# Work to be completed
Restate the given text starting with "A summary of" and going on through "the pilot projects.", switching "reporting period" to "review period" throughout.

# Given text
-- begin --

Data from the registration agent, categorized by residential and non- residential customers, listing the total number of switch requests for each month, as well as the average number of switch requests per day for each month, and the total number of switch requests by zip code;

(iii)

Data from the registration agent regarding the number of rejected switch requests resulting from the anti-slamming verification process;

(iv)

A summary of all complaints, categorized by REP and by utility, related to the pilot project captured in the registration agent's systems during the reporting period, including a description of the resolution of the complaints;

(v)

A summary from the registration agent and the independent organization, as applicable, of any technical problems encountered during the reporting period, including resolutions or proposed resolutions, as appropriate, and supporting data; and

(vi)

An analysis by the independent transmission organization of system reliability during the pilot projects.

(D)

Other reporting.

(i)

-- end --

# Record set
-- begin --

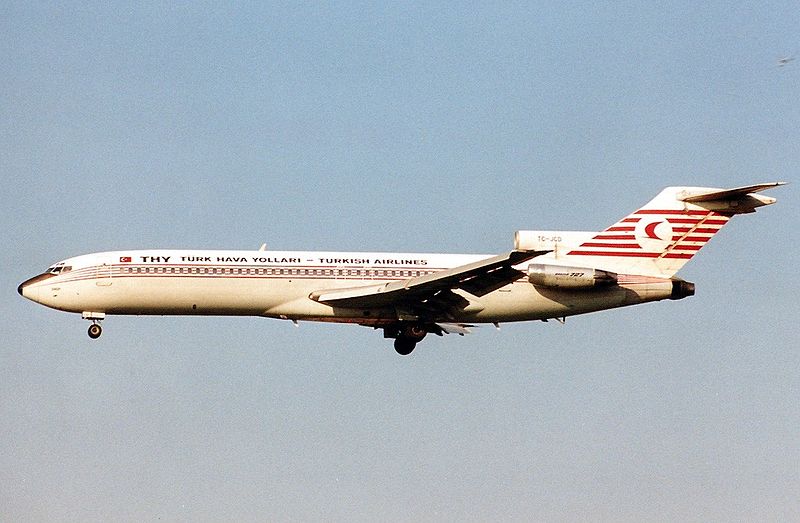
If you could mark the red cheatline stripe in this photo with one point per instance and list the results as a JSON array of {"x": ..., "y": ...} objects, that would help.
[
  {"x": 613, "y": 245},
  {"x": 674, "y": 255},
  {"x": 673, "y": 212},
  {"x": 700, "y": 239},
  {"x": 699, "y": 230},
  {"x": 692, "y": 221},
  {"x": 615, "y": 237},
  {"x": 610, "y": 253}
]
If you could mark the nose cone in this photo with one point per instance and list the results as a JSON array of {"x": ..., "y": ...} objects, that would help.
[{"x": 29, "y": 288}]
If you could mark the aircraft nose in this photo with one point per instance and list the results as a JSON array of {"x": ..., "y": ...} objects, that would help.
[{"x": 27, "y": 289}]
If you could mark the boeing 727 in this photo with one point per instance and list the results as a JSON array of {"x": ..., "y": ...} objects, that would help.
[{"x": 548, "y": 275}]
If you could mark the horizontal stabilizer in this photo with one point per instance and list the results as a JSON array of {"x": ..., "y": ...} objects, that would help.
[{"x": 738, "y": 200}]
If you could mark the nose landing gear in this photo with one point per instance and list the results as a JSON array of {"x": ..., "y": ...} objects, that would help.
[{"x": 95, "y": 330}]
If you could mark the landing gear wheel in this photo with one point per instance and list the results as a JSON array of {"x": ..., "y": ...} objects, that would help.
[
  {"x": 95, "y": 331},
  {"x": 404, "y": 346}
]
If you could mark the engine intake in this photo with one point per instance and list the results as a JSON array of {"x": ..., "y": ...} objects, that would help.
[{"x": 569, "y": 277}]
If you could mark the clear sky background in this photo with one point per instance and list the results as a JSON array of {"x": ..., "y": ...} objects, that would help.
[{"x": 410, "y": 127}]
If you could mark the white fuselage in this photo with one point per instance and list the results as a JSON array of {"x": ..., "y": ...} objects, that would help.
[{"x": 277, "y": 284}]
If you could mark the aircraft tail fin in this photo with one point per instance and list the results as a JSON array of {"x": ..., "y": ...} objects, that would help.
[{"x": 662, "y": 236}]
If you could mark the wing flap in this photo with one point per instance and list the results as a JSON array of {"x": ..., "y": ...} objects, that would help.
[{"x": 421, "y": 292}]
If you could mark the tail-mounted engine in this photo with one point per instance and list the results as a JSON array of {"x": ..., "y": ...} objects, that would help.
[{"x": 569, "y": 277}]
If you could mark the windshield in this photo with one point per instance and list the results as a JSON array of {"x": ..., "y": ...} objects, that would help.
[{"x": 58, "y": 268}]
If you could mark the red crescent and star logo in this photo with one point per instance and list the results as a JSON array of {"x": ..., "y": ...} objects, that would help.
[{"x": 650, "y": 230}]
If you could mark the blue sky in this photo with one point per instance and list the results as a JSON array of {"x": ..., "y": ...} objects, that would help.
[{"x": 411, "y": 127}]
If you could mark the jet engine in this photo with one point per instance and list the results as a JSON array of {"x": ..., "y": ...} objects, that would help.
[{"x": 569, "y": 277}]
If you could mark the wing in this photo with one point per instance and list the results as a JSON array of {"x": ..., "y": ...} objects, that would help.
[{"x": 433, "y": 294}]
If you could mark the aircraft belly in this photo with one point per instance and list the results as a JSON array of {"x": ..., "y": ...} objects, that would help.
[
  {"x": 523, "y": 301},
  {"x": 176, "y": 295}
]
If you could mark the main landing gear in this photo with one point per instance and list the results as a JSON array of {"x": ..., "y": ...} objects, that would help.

-- end --
-- begin --

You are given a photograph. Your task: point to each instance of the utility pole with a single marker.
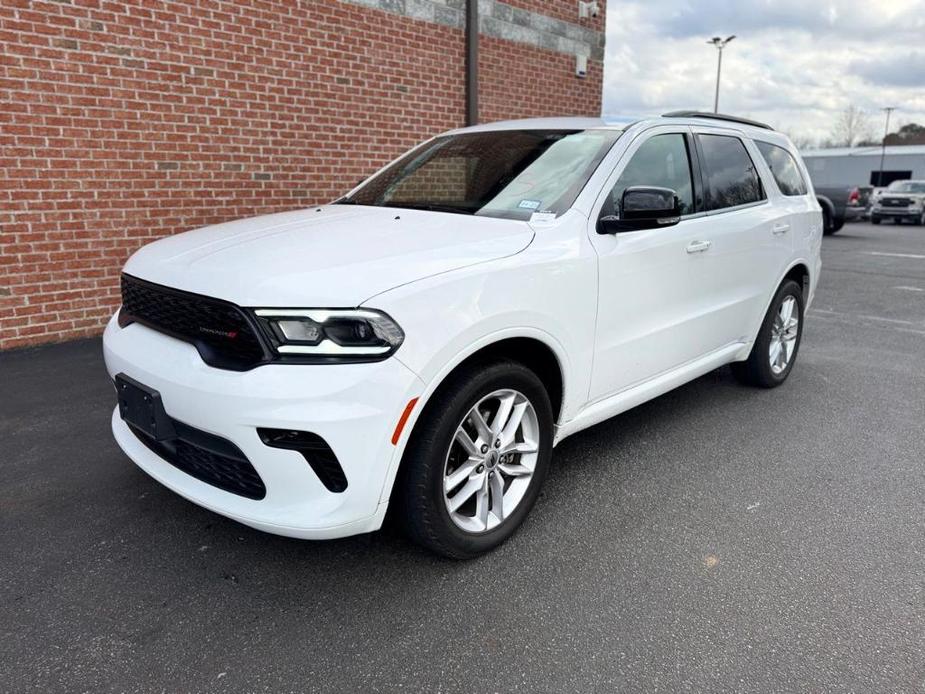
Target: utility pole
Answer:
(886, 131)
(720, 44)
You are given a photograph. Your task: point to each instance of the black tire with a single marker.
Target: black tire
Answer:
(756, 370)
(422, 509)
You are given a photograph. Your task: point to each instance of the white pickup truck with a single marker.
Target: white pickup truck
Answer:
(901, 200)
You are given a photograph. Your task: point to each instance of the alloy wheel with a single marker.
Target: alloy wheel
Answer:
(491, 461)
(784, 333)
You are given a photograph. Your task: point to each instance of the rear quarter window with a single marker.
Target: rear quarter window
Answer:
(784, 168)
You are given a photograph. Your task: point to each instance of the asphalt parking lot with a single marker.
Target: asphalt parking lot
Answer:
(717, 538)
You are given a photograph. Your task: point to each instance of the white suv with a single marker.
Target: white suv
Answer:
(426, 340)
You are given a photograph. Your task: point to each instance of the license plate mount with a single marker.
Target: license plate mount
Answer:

-- end --

# Solution for this task
A summary of all complaints, categorized by REP and by utility, related to the pilot project captured in the registration agent's systems during the review period, including a description of the resolution of the complaints;

(v)

A summary from the registration agent and the independent organization, as applicable, of any technical problems encountered during the review period, including resolutions or proposed resolutions, as appropriate, and supporting data; and

(vi)

An analysis by the independent transmission organization of system reliability during the pilot projects.